Work instructions: Would you please write out every record exactly?

************

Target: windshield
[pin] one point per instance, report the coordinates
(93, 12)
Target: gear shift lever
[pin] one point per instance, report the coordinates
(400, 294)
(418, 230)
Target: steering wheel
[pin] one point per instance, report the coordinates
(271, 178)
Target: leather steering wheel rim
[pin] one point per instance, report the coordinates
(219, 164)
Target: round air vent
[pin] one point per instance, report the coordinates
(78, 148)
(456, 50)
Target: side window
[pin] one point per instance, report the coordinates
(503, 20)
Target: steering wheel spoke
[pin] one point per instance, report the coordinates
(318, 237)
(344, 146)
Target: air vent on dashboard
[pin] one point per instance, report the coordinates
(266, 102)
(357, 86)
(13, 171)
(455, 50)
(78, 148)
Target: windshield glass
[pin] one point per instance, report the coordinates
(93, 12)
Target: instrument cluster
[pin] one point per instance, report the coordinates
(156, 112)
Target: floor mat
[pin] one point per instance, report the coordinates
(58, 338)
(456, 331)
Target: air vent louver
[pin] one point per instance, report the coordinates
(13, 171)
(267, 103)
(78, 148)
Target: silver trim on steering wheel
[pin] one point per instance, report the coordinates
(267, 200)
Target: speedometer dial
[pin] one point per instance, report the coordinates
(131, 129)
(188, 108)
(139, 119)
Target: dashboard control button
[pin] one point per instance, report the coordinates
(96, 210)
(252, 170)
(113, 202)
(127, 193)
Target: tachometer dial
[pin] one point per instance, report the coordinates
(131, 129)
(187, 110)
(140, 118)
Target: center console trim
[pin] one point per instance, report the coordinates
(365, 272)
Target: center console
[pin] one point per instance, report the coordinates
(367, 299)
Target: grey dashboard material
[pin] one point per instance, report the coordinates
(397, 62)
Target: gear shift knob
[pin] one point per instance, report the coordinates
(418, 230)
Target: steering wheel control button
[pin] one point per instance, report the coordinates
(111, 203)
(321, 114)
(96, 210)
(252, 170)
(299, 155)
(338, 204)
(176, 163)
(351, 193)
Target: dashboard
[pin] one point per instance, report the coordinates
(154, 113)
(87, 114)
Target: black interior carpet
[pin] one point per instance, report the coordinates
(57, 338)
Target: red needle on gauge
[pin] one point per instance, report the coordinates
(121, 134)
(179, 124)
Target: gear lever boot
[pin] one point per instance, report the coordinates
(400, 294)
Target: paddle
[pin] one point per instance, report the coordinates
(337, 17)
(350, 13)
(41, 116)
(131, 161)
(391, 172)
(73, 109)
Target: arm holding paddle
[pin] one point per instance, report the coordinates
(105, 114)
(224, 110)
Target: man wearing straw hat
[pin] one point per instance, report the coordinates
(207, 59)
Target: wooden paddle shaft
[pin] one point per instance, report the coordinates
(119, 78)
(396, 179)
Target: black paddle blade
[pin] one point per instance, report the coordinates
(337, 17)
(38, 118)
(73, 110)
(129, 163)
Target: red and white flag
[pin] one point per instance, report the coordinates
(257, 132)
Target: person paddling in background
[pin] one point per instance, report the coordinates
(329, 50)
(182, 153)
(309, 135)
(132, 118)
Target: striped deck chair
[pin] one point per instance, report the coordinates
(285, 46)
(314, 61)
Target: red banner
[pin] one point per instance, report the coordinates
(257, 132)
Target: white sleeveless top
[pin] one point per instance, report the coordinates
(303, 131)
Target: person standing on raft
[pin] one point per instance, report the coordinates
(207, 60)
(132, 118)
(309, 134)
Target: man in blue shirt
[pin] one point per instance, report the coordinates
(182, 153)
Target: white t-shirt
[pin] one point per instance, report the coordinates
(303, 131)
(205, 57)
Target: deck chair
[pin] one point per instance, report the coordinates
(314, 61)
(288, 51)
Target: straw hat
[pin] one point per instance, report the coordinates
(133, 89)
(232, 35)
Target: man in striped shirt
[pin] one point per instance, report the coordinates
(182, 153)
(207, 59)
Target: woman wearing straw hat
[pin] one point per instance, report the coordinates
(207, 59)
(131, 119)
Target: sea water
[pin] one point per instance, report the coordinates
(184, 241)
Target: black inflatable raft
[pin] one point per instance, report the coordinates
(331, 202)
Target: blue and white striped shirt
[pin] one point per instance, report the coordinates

************

Response for this exercise:
Target: windshield
[pin] one point per instance, report the coordinates
(93, 12)
Target: gear shift lever
[pin] one point per instance, report the coordinates
(400, 294)
(418, 230)
Target: steering wheel
[pin] one point per instance, report the coordinates
(271, 178)
Target: leather steering wheel rim
[pin] one point per instance, report the coordinates
(219, 164)
Target: round air vent
[pin] one point per instance, report the coordinates
(78, 148)
(456, 50)
Target: side window
[pin] one point per instance, report the coordinates
(503, 20)
Target: steering wheel spoke
[pin] one point per instance, report the coordinates
(318, 237)
(344, 146)
Target: air vent on dashboard
[pin] one point per instance, report the coordinates
(266, 102)
(357, 86)
(13, 171)
(455, 50)
(78, 148)
Target: windshield glass
[pin] one point per instance, report the coordinates
(93, 12)
Target: instrument cluster
[pin] one point per instance, report the coordinates
(156, 112)
Target: floor mat
[pin] one point per instance, report the coordinates
(58, 338)
(456, 331)
Target: air vent louver
[pin] one point per instance, report the coordinates
(13, 171)
(267, 103)
(78, 148)
Target: silver trim on steering wheel
[pin] one point per instance, report the coordinates
(267, 200)
Target: speedometer dial
[pin] one point per instance, report the coordinates
(131, 129)
(188, 108)
(139, 119)
Target: dashboard control button
[pin] one point per instance, report the coordinates
(96, 210)
(252, 170)
(113, 202)
(127, 193)
Target: tachometer dial
[pin] one point per instance, report the coordinates
(131, 129)
(187, 110)
(140, 118)
Target: center console trim
[pin] one point per instance, report the coordinates
(365, 272)
Target: center console
[pin] one point per instance, report the coordinates
(367, 299)
Target: grey dashboard material
[pin] one point per instance, report the coordinates
(397, 62)
Target: gear shift knob
[pin] one point per instance, report the coordinates
(418, 230)
Target: steering wheel control button
[pin] one point per instance, report the coordinates
(111, 203)
(321, 114)
(96, 210)
(252, 170)
(299, 155)
(338, 204)
(176, 163)
(351, 193)
Target: dashboard
[pin] one point per instance, report the coordinates
(154, 113)
(87, 114)
Target: black interior carpet
[pin] one point per instance, report the coordinates
(57, 338)
Target: red needle on gauge
[pin] one point per instance, report the coordinates
(121, 134)
(179, 124)
Target: gear lever boot
[pin] one point per instance, report the coordinates
(400, 294)
Target: paddle
[pin] one point per instance, report the coordinates
(337, 17)
(350, 13)
(41, 116)
(131, 161)
(391, 172)
(73, 109)
Target: arm holding paddle
[pin] one point per instance, report the coordinates
(105, 114)
(224, 110)
Target: man wearing straw hat
[pin] one point per instance, report the coordinates
(207, 59)
Target: wooden paddle shaft
[pin] one point per instance, report the coordinates
(119, 78)
(396, 179)
Target: black paddle blade
[pin] one point per instance, report the coordinates
(337, 17)
(38, 118)
(73, 110)
(129, 163)
Target: red and white flag
[pin] one point per instance, report the coordinates
(257, 132)
Target: person paddling in background
[pin] one point per instance, report the coordinates
(329, 50)
(182, 153)
(309, 135)
(132, 118)
Target: striped deck chair
[pin] one point per instance, report the coordinates
(285, 46)
(314, 61)
Target: red banner
[pin] one point per instance, report the coordinates
(257, 132)
Target: white sleeveless top
[pin] one point per instance, report the coordinates
(303, 131)
Target: person standing on raft
[pin] one point per instance, report the coordinates
(207, 60)
(132, 118)
(309, 134)
Target: man in blue shirt
[pin] one point per instance, report the coordinates
(182, 153)
Target: white t-shirt
[pin] one point per instance, report the coordinates
(303, 131)
(205, 57)
Target: deck chair
[pin] one point per instance, report the coordinates
(314, 61)
(288, 51)
Target: straw hat
[pin] one point per instance, report the coordinates
(133, 89)
(232, 35)
Target: man in striped shirt
[pin] one point per instance, report the coordinates
(182, 153)
(207, 59)
Target: woman wearing straw hat
[pin] one point per instance, report the coordinates
(207, 59)
(131, 119)
Target: sea water
[pin] one point per instance, report the coordinates
(184, 241)
Target: black inflatable raft
[pin] one point per instance, report the coordinates
(331, 202)
Target: blue and white striped shirt
[pin] one point per instance, report the coordinates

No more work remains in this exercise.